◆ **Problem requirements**
Answer these about the blog post on John Paul II's beatification below:
1. On what date will the beatification take place?
2. Which Pope does the writer call "the undisputed Jimmy Carter of the Church"?
3. Which two cardinals' treatment does the writer call stains on the pontificate?

Blessed John Paul II, 1. May 2011

Blessed John Paul II, pray for us.

And so it is out: the beatification of JP II will take place on the 1st May.

I am, as no reader of this blog can avoid noticing, no great fan of the man as a Pope. I think that his contribution to the fall of Communism is vastly, vastly exaggerated (the one who did it for communism was clearly the Gipper; George Walker Bush and Pope John Paul II only reaped the benefits afterwards and the liberal press would commit suicide rather than give Reagan his due) and I find it frankly extraordinary that a Pope should be praised for…. being opposed to Communism.

As far as his work as Pope is concerned, I personally think that the only redeeming feature of his too long Pontificate is the fact that he came (excluding the short weeks of what could have been a wonderful Pope, Albino Luciani) after Paul VI, the undisputed Jimmy Carter of the Church. JP II’s actions against the problems of his time (say: the Dutch Schism, Liberation Theology, the rampant “spirit of Vatican II”-mentality) can be considered in a halfway positive manner only in the light of Paul VI’s tragic impotence, but were slow and contributing to the confusion of Catholics by every other modern standard. In his appointment of Bishops, JP II will probably prove one of the most disastrous Popes of all times as he is the main responsible for the appointment of an entire generation of bad shepherds, who have almost completely given away Catholicism and will now continue to afflict the Church for a couple of decades to come.

A further problems of JP II’s pontificate is, in my eyes, the stubborn refusal to deal in an exemplary manner with people clearly responsible for grave misconduct. Cardinal Law’s treatment, or Cardinal Groer’s, are in my eyes great stains on his pontificate as they show an attitude towards grave problems by which the desire to avoid scandal and public admission of fault comes before the desire to send clear signals as to how the Church is led and what behaviour is expected from the men at the top.

◆ **Supplied material**
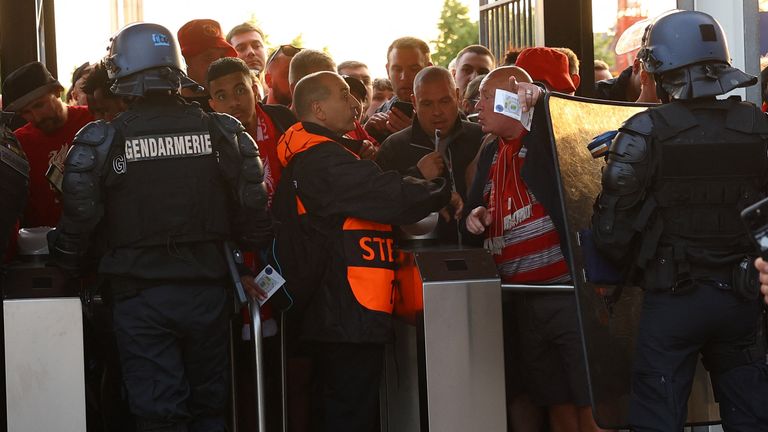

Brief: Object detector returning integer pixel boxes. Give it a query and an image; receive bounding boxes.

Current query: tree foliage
[432,0,480,67]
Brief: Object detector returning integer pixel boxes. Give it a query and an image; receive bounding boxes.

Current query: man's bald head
[480,66,533,89]
[293,71,359,135]
[413,66,456,94]
[293,71,336,120]
[476,66,532,139]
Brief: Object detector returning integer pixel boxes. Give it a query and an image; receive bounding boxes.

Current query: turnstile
[381,248,507,432]
[3,263,86,432]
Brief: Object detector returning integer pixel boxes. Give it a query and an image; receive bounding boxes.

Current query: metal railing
[501,284,574,293]
[480,0,536,64]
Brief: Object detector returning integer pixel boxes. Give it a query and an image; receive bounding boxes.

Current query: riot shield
[546,93,719,429]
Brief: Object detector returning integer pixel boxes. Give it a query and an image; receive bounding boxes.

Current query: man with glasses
[264,45,301,106]
[365,37,432,142]
[336,60,373,117]
[376,66,476,242]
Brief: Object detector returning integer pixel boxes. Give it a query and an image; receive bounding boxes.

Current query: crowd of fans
[3,11,768,431]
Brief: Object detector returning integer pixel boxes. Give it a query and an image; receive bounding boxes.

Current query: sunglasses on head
[265,44,302,68]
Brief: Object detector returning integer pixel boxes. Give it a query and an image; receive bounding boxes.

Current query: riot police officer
[592,11,768,431]
[52,23,270,431]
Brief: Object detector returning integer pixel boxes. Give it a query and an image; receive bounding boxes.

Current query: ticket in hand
[254,265,285,305]
[493,89,533,130]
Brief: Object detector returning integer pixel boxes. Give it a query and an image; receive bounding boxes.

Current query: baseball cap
[515,47,576,93]
[3,62,64,111]
[177,19,237,58]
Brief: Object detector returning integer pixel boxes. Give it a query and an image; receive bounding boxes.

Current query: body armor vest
[643,100,768,270]
[105,100,231,250]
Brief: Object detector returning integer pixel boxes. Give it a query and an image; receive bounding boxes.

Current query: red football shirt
[14,106,93,227]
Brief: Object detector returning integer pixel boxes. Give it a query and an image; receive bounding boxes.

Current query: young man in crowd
[206,57,296,201]
[452,45,496,101]
[64,62,94,106]
[227,22,267,99]
[273,72,451,432]
[178,19,237,111]
[288,49,336,95]
[365,37,432,142]
[227,22,267,74]
[3,62,93,227]
[365,78,395,118]
[376,66,476,242]
[83,62,128,121]
[336,60,373,118]
[264,45,301,107]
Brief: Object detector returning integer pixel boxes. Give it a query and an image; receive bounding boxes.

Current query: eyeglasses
[264,44,303,69]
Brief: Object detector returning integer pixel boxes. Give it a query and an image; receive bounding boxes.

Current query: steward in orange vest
[272,72,451,432]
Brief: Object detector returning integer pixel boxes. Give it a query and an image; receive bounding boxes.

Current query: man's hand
[240,276,267,300]
[467,207,493,235]
[509,76,544,112]
[755,258,768,304]
[357,140,376,160]
[416,152,445,180]
[387,108,411,133]
[440,192,464,222]
[365,113,389,133]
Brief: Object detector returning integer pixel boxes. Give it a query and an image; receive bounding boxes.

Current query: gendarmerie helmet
[637,10,757,100]
[104,23,197,96]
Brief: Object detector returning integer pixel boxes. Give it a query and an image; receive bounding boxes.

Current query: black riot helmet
[104,23,198,96]
[637,10,757,100]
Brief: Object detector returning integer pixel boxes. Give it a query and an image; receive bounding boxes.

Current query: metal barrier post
[248,299,267,432]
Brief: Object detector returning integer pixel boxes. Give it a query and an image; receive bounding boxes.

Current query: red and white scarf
[484,135,533,255]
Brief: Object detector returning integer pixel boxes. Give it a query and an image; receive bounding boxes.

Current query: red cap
[177,19,237,58]
[515,47,576,93]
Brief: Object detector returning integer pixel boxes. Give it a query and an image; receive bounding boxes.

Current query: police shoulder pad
[73,120,112,146]
[621,110,653,135]
[208,113,245,134]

◆ **Exercise solution**
1. The 1st of May (2011).
2. Paul VI.
3. Cardinal Law and Cardinal Groer.